----- RECORD EXTRACTS

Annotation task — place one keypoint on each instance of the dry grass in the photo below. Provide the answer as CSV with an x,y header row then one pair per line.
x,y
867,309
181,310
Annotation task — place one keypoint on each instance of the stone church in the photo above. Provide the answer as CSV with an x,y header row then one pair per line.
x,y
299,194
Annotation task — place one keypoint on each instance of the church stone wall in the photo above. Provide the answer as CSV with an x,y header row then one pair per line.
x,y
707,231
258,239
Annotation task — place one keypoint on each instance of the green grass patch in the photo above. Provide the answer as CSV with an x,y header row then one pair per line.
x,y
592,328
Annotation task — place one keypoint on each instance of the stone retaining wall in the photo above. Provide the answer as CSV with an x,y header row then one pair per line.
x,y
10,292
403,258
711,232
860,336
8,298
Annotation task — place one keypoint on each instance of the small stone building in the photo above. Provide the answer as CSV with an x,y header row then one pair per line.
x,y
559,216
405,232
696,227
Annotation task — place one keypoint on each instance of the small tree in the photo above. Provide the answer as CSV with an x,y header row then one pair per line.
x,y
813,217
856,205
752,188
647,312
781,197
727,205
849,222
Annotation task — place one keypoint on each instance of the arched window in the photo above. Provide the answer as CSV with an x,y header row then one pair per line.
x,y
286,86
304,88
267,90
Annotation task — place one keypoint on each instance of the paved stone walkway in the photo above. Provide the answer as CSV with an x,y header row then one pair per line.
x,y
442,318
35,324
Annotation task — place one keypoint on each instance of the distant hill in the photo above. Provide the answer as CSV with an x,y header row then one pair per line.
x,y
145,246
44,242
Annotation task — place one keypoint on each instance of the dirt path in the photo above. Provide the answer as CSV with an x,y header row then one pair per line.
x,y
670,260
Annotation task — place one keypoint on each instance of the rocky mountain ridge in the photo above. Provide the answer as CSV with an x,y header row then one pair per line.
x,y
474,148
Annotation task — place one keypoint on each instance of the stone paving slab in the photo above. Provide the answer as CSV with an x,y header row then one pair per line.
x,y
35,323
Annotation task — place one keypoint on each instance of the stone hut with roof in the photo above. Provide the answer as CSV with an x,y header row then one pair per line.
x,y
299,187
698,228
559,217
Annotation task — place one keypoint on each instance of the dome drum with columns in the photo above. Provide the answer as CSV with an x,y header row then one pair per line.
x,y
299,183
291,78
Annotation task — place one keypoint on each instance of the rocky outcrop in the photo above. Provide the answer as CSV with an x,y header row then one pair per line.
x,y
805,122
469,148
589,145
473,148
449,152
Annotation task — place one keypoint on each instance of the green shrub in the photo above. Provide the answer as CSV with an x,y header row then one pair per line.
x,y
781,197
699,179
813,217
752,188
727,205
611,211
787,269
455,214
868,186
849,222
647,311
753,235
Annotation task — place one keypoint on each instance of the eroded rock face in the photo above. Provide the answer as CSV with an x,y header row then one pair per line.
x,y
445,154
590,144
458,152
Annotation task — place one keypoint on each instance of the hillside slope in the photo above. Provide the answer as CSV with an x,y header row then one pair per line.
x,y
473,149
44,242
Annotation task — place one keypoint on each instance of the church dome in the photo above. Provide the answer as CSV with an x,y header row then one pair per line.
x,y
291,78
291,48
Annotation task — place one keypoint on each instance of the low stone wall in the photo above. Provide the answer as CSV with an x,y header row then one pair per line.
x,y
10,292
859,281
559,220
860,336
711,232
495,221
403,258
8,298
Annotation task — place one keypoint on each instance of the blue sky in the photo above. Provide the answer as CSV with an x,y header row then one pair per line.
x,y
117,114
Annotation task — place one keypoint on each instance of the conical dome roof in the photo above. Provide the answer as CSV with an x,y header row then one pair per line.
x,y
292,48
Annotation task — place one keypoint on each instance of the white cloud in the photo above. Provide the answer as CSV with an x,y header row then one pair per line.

----------

EXERCISE GOAL ▸
Can you write out the lines above again, swapping "keypoint" for "marker" everywhere it occurs and keeping everything else the same?

COMPLETE OUTPUT ▸
Annotation task — place one marker on each instance of the dry grass in the photo below. Provide the answer as CSV with an x,y header row then one pair per line.
x,y
867,309
181,310
Annotation task — place one marker on each instance of the stone church in the photo above. Provide the answer as CSV with an x,y header row then one pair per line.
x,y
299,194
Annotation task — place one marker on each instance of the church stone wall in the photo above. Provide the answer as CSV with an x,y header row then one pair per line.
x,y
707,231
258,239
Annotation task — place one marker on each instance of the green grass patch in the photo above. Provide the answer as CSV with an x,y header row then one pair per line.
x,y
592,328
Annotation task — place one marker on each instance of the stone retaining wall in the photo above. Provide the answer as CSV with an x,y header row then one pair per line.
x,y
10,292
403,258
711,232
860,336
8,298
Annotation task — place one marker on each instance of the small stone building in the photo above. Provide the answer as CSV with an x,y header row then one pair per line.
x,y
559,216
405,232
696,227
Annotation task — place one marker on each instance of the small tree in the photo above. Provide the answer as CSV with an x,y header row then one pair per line.
x,y
813,217
856,205
752,188
647,312
781,197
727,205
849,222
Annotation task — place one marker on each instance of the arched window in the photo above. Provide the answer as CSV with an x,y header row then one pair per line.
x,y
286,86
304,88
267,90
Annotation task — place one marker on each instance of the paved stone walkway in the photo above. Provide the answer as CSV with an x,y header row then one pair per line.
x,y
442,318
35,324
Annotation task — place one marker on each instance of the distant hill in the photo above. Provide the answer as CSV with an x,y header row then one pair per line.
x,y
145,246
44,242
Annotation task — place one marker on each instance of the dirt path in the photo above. Provide the answer as CSV with an x,y header row then one pair per line.
x,y
670,260
Annotation task — place one marker on each instance of the rocky mountain ridge in the photo above. Provide the answer as CSV with an x,y header row then one pair per line.
x,y
474,148
Annotation task — place one marker on each instance of the stone paving slab in the photo above. Provide the answer as CSV with an x,y header row then one pair per line.
x,y
35,323
Annotation task — place one marker on each instance of the stone hut with roof in the photo above. Provide the answer as CSV with an x,y header row then one pair per line.
x,y
299,187
698,228
559,217
Annotation task — place one marker on each instance of the dome drum with columns in the photo above. Provide the answer as CSV with an x,y header row then one pair per line.
x,y
299,183
291,78
Annotation task — place one marker on each instance of the rocky outcrop in the photo above. Provide the answer as CSV with an x,y header row then one pair per line.
x,y
805,122
469,148
589,145
473,148
449,152
Annotation task — place one marker on each instance of the green shrub in the photo above. Provide the answer as CSV with an x,y header row then one pair per line.
x,y
781,197
699,179
813,217
752,188
727,205
611,211
787,269
455,214
868,186
849,222
647,311
753,235
Annotation task — place one marker on each instance of the eroded rock face in the photo above. Provide the answer as CSV with an x,y header row then one pair per line.
x,y
445,154
590,144
458,152
Annotation task — place one marker on each instance of the hillside slope in the photo above. Provide the answer as CSV with an x,y header row then one pair per line.
x,y
473,149
44,242
Annotation task — place one marker on each instance of the church dome in the photo above. Provide the answer as CSV with an x,y header row then one pair per line.
x,y
291,78
291,48
Annotation task — place one marker on each instance of the low stone wall in the photo above. Provide the answer as CSV with an x,y header row then one pair per line.
x,y
10,292
859,281
559,220
860,336
711,232
495,221
403,258
8,298
Annotation task — place one marker on each instance of the blue sky in the photo above. Provide the answer as CSV with an x,y header row then one pair per line.
x,y
117,114
Annotation task — place one marker on each instance of the conical dome roof in the photo above. Provide the answer as CSV with an x,y header row then one pair per line.
x,y
292,48
Annotation task — place one marker on each instance of the white cloud in the photo above. Provide the answer as CSV with an x,y header row then one pair per line.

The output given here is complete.